» TASK DIRECTIONS
What's needed is an exact copy of the lines from the one that contains "blurred crowd, imagine" to the end of the data below, leaving the pictures out.

» DATA FOR THE TASK
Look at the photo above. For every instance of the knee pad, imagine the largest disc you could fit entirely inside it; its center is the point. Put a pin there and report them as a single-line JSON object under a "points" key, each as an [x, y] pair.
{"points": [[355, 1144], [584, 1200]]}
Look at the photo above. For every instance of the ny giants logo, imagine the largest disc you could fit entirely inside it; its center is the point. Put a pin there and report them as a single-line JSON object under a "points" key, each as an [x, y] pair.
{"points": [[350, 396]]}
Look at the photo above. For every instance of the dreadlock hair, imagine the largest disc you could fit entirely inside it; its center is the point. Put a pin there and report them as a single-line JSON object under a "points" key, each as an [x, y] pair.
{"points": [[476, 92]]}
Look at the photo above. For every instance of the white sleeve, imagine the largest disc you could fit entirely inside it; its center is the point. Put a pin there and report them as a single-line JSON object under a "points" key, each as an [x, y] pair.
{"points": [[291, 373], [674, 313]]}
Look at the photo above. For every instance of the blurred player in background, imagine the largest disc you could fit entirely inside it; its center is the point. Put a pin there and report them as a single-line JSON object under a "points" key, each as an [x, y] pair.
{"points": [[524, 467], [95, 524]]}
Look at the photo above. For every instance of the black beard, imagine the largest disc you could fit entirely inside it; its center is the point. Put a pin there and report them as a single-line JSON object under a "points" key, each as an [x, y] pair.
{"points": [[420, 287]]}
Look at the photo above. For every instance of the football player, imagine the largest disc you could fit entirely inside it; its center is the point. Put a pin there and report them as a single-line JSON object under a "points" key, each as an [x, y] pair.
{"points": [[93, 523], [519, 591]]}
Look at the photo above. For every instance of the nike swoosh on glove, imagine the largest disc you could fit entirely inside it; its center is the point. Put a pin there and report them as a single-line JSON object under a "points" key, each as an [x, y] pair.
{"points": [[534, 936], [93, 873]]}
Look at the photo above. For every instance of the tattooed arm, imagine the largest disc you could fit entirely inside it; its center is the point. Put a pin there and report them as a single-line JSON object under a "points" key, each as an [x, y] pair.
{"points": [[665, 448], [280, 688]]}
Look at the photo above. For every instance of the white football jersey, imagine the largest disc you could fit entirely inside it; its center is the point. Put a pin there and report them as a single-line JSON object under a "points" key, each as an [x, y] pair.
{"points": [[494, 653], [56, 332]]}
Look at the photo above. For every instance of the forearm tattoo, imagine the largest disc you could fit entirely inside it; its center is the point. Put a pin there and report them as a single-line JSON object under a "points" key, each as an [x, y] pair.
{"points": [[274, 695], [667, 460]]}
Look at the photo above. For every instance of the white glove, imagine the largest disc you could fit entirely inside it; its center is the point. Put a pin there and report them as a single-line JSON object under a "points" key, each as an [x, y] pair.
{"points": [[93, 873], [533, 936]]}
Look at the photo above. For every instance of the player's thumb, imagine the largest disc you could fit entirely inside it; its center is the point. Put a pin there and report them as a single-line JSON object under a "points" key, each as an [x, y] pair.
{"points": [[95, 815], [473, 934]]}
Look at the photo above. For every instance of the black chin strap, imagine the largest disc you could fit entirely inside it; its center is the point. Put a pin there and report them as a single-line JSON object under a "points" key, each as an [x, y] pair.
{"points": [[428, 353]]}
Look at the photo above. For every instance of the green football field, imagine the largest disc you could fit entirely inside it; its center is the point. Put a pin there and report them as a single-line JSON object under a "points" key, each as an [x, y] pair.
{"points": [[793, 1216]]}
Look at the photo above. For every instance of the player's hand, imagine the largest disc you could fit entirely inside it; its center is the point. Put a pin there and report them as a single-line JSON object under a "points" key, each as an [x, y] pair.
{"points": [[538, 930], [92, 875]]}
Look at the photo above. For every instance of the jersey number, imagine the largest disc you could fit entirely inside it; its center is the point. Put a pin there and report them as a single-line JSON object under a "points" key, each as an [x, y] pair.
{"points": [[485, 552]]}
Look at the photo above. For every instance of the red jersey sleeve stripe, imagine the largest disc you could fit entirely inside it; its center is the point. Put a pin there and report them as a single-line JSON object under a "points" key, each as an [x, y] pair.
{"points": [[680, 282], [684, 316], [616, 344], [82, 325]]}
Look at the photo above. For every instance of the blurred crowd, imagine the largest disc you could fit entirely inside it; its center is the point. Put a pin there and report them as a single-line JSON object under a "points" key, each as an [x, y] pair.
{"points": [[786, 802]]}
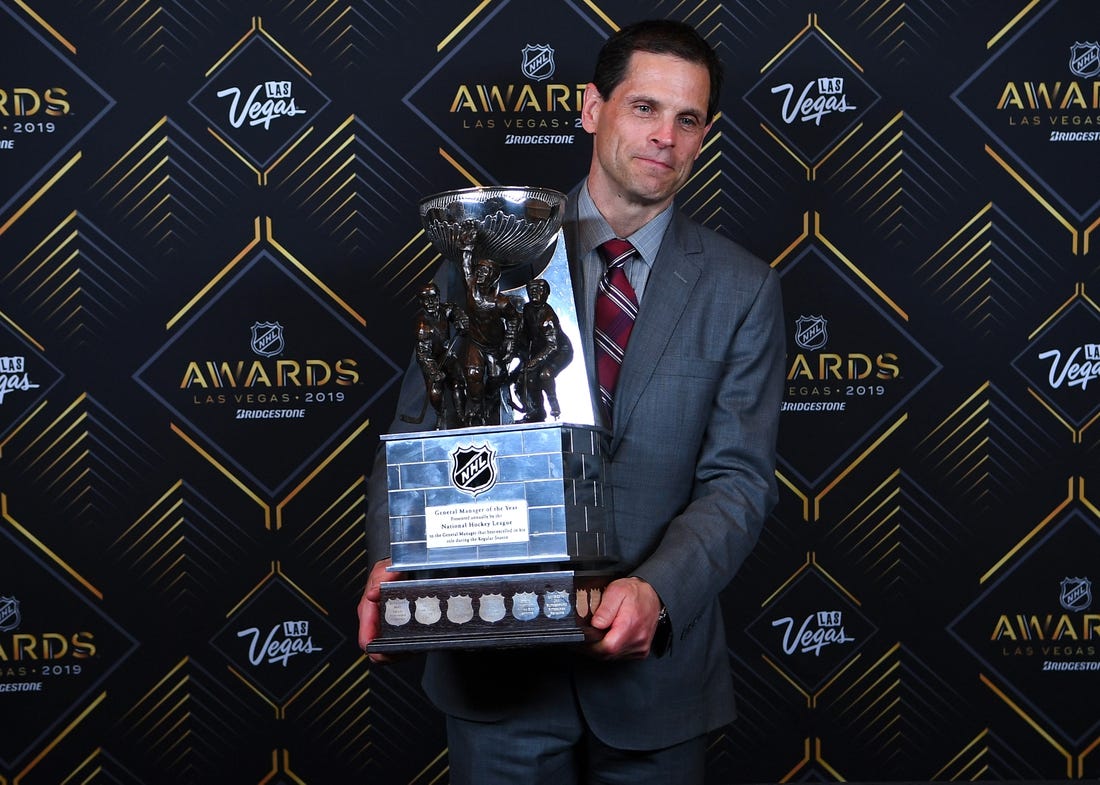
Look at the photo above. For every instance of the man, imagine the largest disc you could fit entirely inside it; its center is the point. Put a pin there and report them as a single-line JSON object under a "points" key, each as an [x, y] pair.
{"points": [[693, 423]]}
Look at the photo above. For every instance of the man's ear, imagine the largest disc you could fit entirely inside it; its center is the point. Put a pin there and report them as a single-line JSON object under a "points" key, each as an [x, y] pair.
{"points": [[590, 108]]}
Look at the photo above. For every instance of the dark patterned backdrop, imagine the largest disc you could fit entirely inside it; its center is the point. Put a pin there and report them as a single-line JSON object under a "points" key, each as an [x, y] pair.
{"points": [[208, 252]]}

» FINISHED EXERCISE
Look at the photo above. For every instance of the blurred crowd, imagine the largest disc you could fit entirely inside it; its center is the point. Put a pin there and report them as a single-line JSON object under a "points" key, each as an [x, y] pair.
{"points": [[786, 802]]}
Look at the photo above. For every instance of the man, imagine the largest disc you could fit entirely inside it; its center is the point. Put a pin there and report them as a single-line JSON object under a "points" key, each as an [x, y] pair.
{"points": [[693, 423]]}
Look at the photo above. For every instance of the man's ear, imagine the largest disc you could fit entirely inside it; its center is the point. Put a pin there and report them as a single-line JSON object under a "points" key, each as an [x, y] pair.
{"points": [[590, 108]]}
Look at the photo above. For every instance of the dark patterned backdrop, imagine the largest disc you could fit entirely inside it; its center is the point. Put a pin there and report them as a single-line JSON object under a "points" key, each as an [x, y] pair.
{"points": [[208, 252]]}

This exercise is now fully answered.